30 mai 2008

Le PPP de Villemandeur annulé pour absence d'urgence

Le premier contrat de partenariat français, conclu pour la construction et l'exploitation d'un collège de Villemandeur (Loiret), a été annulé par le Tribunal administratif d'Orléans. Le contrat de partenariat avait été remporté en juillet 2006 par Sogea Nord-Ouest, filiale de Vinci Construction, associée à Auxifip (filiale du Crédit Agricole).

Le Syndicat national du second oeuvre (SNSO) contestait principalement le motif d'urgence qui avait conduit le conseil général à l'usage du CP. Le tribunal suit les conclusions de Ghislaine Borot, commissaire du gouvernement, en estimant que les conditions d'urgence telles qu'interprétées strictement par le Conseil constitutionnel n'étaient pas satisfaites en l'espèce.

L'urgence est bien connue des juristes spécialisés en droit public. En contentieux, la notion est un véritable chausse-trappes. Il n'en existe pas de définition précise mais, paradoxe, la démonstration de l'urgence est requise dans certaines procédures. L'urgence en matière de contrat PPP ressemble à cette approche, l'urgence comme élément "indispensable mais insaisissable".

La notion d'urgence est présente dans le Code des Marchés Publics. Mais elle se rencontre dans un contexte largement différent du contrat PPP. En droit des marchés publics, l'urgence permet de justifier le recours à des procédures dérogatoires. Deux formes d'urgences existent dans le Code : l'urgence simple qui permet de raccourcir les délais de consultation (à 3 jours, réjouissez-vous, .sic) ; l'urgence impérieuse qui permet à la personne publique de recourir à la passation d'une procédure négociée. Dans tous les cas, l'urgence ne peut pas résulter de faits imputables à la personne publique. L'urgence en marchés publics implique l'existence de circonstances objectives. En ce sens, la définition de l'urgence faite par les directives Marchés Publics rejoint cette conception.

Consignes de l'exercice -
(a) Pouvez-vous recopier à l'identique, dans le texte fourni, le passage qui commence par les mots contenant « Le PPP de Villemandeur » et se termine par « du Crédit Agricole). » ?
(b) Comment traduire en anglais cette phrase du texte fourni : « L'urgence en marchés publics implique l'existence de circonstances objectives. » ?
(c) Pouvez-vous présenter sous forme de liste les faits principaux du paragraphe du texte fourni qui commence par « La notion d'urgence est présente dans le Code des Marchés Publics » ?

Lignes fournies -
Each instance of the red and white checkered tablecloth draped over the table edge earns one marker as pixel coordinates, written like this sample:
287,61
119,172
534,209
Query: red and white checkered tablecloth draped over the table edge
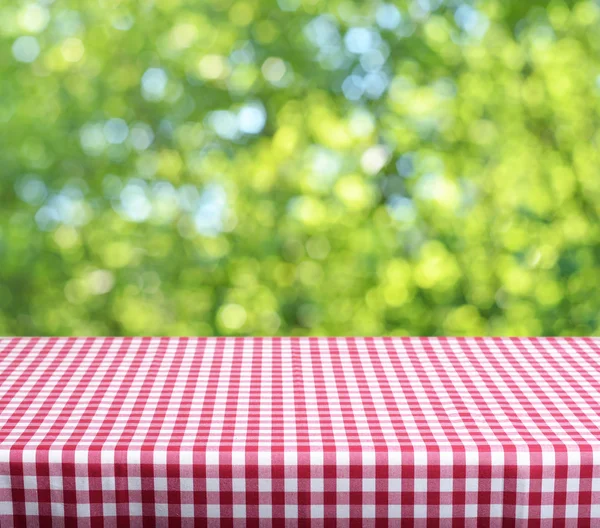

...

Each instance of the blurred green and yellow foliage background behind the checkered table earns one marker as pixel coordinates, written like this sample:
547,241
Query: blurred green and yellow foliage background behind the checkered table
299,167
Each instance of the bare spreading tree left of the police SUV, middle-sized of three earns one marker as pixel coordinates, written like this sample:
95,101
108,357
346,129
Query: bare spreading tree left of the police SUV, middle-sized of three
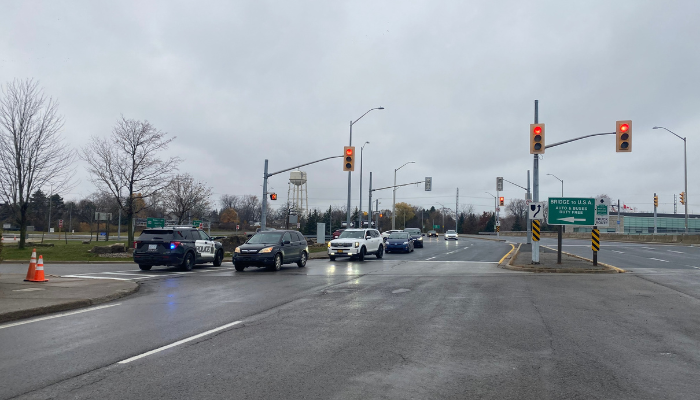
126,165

Réponses attendues -
(a)
Le PPP de Villemandeur annulé pour absence d'urgence

Le premier contrat de partenariat français, conclu pour la construction et l'exploitation d'un collège de Villemandeur (Loiret), a été annulé par le Tribunal administratif d'Orléans. Le contrat de partenariat avait été remporté en juillet 2006 par Sogea Nord-Ouest, filiale de Vinci Construction, associée à Auxifip (filiale du Crédit Agricole).

(b) In public procurement, urgency implies the existence of objective circumstances.

(c)
- La notion d'urgence figure dans le Code des Marchés Publics, dans un contexte largement différent de celui du contrat PPP.
- En droit des marchés publics, l'urgence justifie le recours à des procédures dérogatoires.
- Le Code distingue deux formes d'urgence :
  - l'urgence simple, qui permet de raccourcir les délais de consultation (jusqu'à 3 jours) ;
  - l'urgence impérieuse, qui permet à la personne publique de recourir à une procédure négociée.
- L'urgence ne peut jamais résulter de faits imputables à la personne publique.
- Elle suppose l'existence de circonstances objectives, conception que rejoint la définition des directives Marchés Publics.